DESCRIPTION OF THE TASK –
Exactly the lines from the one containing "Exercise. Spot the black" through the end of the data, and nothing more, should be retyped; pictures stay out.

Region pointing data –
★ ★ ★

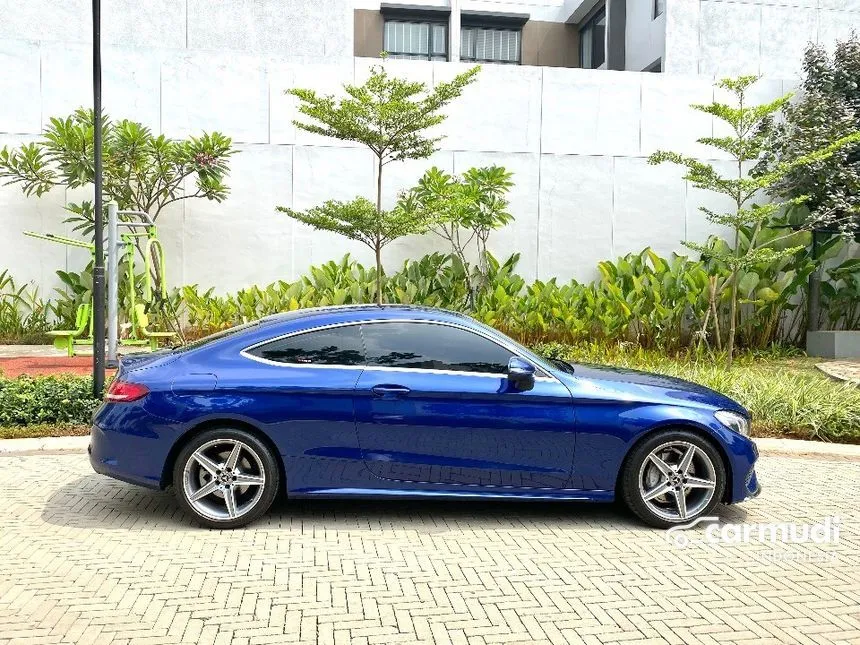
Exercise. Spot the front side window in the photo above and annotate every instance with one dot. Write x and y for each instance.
(335, 346)
(592, 41)
(428, 346)
(490, 45)
(416, 40)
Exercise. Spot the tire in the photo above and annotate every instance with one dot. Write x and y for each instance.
(653, 478)
(226, 478)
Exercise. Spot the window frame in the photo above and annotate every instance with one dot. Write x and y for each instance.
(599, 12)
(492, 61)
(430, 22)
(541, 372)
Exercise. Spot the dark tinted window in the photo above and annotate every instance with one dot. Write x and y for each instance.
(335, 346)
(429, 346)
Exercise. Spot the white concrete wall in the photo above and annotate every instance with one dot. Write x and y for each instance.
(577, 141)
(732, 37)
(645, 40)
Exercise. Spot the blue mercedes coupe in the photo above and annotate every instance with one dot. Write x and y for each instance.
(411, 402)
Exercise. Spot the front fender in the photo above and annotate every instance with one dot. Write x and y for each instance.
(606, 434)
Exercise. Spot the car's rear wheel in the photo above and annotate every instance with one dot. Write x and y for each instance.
(672, 478)
(226, 477)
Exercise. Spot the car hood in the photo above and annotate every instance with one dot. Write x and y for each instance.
(616, 383)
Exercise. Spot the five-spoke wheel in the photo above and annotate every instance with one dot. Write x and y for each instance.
(673, 477)
(226, 477)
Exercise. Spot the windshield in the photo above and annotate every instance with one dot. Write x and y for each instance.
(200, 342)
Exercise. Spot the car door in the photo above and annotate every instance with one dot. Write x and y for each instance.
(300, 388)
(434, 405)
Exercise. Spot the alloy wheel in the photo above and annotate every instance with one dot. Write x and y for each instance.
(677, 481)
(224, 479)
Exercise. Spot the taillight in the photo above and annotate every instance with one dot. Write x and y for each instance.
(123, 392)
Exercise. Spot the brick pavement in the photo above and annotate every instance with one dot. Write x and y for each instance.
(85, 559)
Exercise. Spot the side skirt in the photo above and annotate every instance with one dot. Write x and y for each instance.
(461, 493)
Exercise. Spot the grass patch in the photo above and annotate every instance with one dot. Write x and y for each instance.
(44, 430)
(786, 394)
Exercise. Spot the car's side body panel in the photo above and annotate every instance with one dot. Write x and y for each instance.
(465, 436)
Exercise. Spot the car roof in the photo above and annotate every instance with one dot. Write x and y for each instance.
(358, 313)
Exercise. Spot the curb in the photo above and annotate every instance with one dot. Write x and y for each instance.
(770, 446)
(44, 445)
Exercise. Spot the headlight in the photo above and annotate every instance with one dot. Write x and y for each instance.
(734, 421)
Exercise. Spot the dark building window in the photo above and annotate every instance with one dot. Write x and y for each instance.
(592, 41)
(490, 45)
(335, 346)
(419, 40)
(435, 347)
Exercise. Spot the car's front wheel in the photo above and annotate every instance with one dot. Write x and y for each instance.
(226, 477)
(672, 478)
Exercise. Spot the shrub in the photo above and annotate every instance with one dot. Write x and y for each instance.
(784, 396)
(27, 400)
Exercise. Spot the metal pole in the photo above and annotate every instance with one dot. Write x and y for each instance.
(814, 303)
(113, 282)
(98, 268)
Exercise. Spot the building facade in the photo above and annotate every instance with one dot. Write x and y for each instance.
(576, 139)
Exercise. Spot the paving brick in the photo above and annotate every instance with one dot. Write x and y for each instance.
(85, 559)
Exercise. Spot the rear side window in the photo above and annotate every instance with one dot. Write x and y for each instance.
(335, 346)
(428, 346)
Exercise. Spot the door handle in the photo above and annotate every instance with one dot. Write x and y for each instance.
(390, 391)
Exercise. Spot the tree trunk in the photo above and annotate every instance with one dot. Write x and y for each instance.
(378, 273)
(378, 236)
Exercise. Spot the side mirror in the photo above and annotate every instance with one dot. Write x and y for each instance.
(521, 374)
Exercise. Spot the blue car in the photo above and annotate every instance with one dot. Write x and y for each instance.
(411, 402)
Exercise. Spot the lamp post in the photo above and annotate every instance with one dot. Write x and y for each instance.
(99, 265)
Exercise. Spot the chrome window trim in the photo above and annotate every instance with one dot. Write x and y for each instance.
(379, 368)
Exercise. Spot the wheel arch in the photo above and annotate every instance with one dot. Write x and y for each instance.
(209, 424)
(688, 426)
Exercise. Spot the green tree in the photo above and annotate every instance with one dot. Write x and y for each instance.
(360, 220)
(141, 171)
(391, 117)
(464, 211)
(750, 128)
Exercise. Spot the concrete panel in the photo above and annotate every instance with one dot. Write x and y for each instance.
(131, 85)
(521, 235)
(575, 217)
(500, 112)
(229, 93)
(682, 37)
(26, 258)
(21, 107)
(668, 121)
(67, 78)
(840, 5)
(153, 23)
(591, 112)
(649, 206)
(46, 20)
(729, 36)
(243, 240)
(323, 78)
(836, 26)
(320, 174)
(785, 34)
(312, 28)
(130, 82)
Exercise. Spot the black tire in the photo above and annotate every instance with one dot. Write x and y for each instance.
(633, 471)
(255, 461)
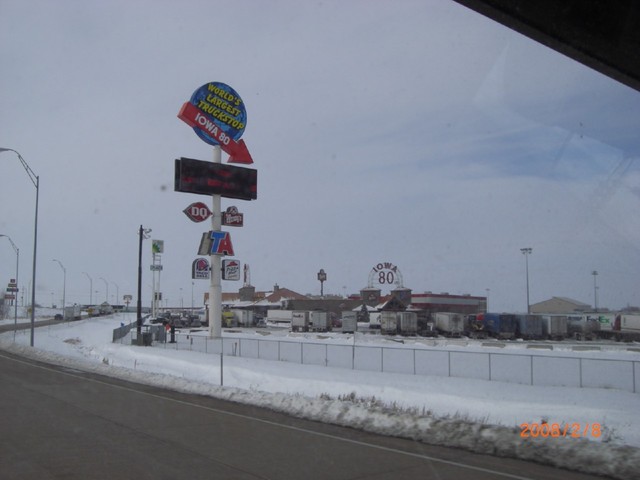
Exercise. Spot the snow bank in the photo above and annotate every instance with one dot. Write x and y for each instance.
(436, 411)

★ ★ ★

ANSWER TO THIS PROBLEM –
Exercise. Spot the black tire in the photo above and annotate every instance with one dot. Write x and y for each instance.
(633, 471)
(255, 461)
Exercise. Spot the snow bank in the photo above and annotate every instance with one dot. Write x and y for each instance.
(436, 411)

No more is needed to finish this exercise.